**EXERCISE DESCRIPTION**
Reproduce the whole listing, character for character.

+ + +

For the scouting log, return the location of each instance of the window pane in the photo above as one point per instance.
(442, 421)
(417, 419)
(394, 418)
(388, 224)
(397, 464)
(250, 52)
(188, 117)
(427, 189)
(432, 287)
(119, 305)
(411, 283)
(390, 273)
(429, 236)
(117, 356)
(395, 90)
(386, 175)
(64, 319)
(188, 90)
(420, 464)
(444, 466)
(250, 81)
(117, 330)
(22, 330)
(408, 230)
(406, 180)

+ + +

**FINISHED TASK**
For the scouting log, return the location of each instance of the window pane in the photo above as one point per instance.
(442, 421)
(417, 419)
(394, 418)
(388, 224)
(397, 464)
(250, 52)
(188, 117)
(427, 189)
(432, 287)
(119, 305)
(411, 283)
(390, 273)
(429, 236)
(117, 356)
(395, 90)
(386, 175)
(64, 319)
(188, 90)
(420, 464)
(444, 466)
(250, 81)
(117, 330)
(22, 330)
(408, 230)
(406, 180)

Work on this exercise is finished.